* BEGIN *
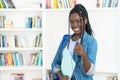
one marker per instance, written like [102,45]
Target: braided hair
[82,12]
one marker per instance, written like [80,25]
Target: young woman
[81,45]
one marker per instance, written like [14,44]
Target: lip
[76,29]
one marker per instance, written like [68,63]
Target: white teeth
[76,29]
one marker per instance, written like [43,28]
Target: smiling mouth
[76,29]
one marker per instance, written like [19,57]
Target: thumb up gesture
[78,48]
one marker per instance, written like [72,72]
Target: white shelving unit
[104,21]
[18,16]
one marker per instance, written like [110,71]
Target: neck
[75,37]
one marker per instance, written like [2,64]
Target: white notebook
[68,64]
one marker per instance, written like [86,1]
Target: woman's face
[75,22]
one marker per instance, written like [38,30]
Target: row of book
[112,77]
[60,3]
[31,22]
[21,76]
[34,22]
[18,41]
[17,76]
[107,3]
[6,4]
[16,59]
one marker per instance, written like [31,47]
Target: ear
[85,21]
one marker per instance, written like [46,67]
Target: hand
[79,49]
[64,78]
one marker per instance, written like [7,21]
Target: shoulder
[89,38]
[65,38]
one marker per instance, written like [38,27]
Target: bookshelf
[105,23]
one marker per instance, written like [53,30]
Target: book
[17,76]
[67,60]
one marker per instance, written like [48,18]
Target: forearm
* END *
## [GOAL]
Please convert all the rows above into a JSON list of strings with one string per line, skipping blank lines and leaving out the pictures.

## [WRITTEN SOLUTION]
[
  "one marker per instance, written like [102,45]",
  "Target: braided hair",
  "[82,12]",
  "one marker per instance, written like [80,25]",
  "Target: young woman",
  "[81,45]",
  "one marker per instance, written like [14,44]",
  "Target: lip",
  "[76,29]",
  "one marker per instance, written like [68,63]",
  "Target: white teeth",
  "[76,29]",
  "one marker per instance, written like [43,28]",
  "Target: smiling mouth",
  "[76,29]",
  "one marker per instance, written like [19,57]",
  "Target: thumb up gesture",
  "[78,48]",
  "one marker per instance, written like [72,72]",
  "Target: white shelving unit",
  "[104,21]",
  "[18,16]",
  "one marker per instance, written like [110,71]",
  "Target: neck",
  "[75,37]",
  "one marker per instance, written like [2,64]",
  "Target: white notebook",
  "[68,64]",
  "one marker per instance, written like [86,1]",
  "Target: woman's face",
  "[75,22]",
  "one marker per instance, written like [38,30]",
  "Target: row of book",
  "[112,77]",
  "[60,3]",
  "[31,22]",
  "[21,76]",
  "[34,22]",
  "[18,41]",
  "[17,76]",
  "[107,3]",
  "[6,4]",
  "[16,59]",
  "one marker per instance, written like [31,47]",
  "Target: ear",
  "[85,21]",
  "one marker per instance, written like [46,67]",
  "Target: hand",
  "[79,49]",
  "[64,78]",
  "one marker per instance, written like [7,21]",
  "Target: shoulder",
  "[89,38]",
  "[65,38]",
  "one marker per instance, written like [38,27]",
  "Target: bookshelf",
  "[105,23]",
  "one marker per instance, written like [53,30]",
  "Target: book",
  "[17,76]",
  "[67,60]",
  "one marker per instance, written like [48,18]",
  "Target: forearm"
]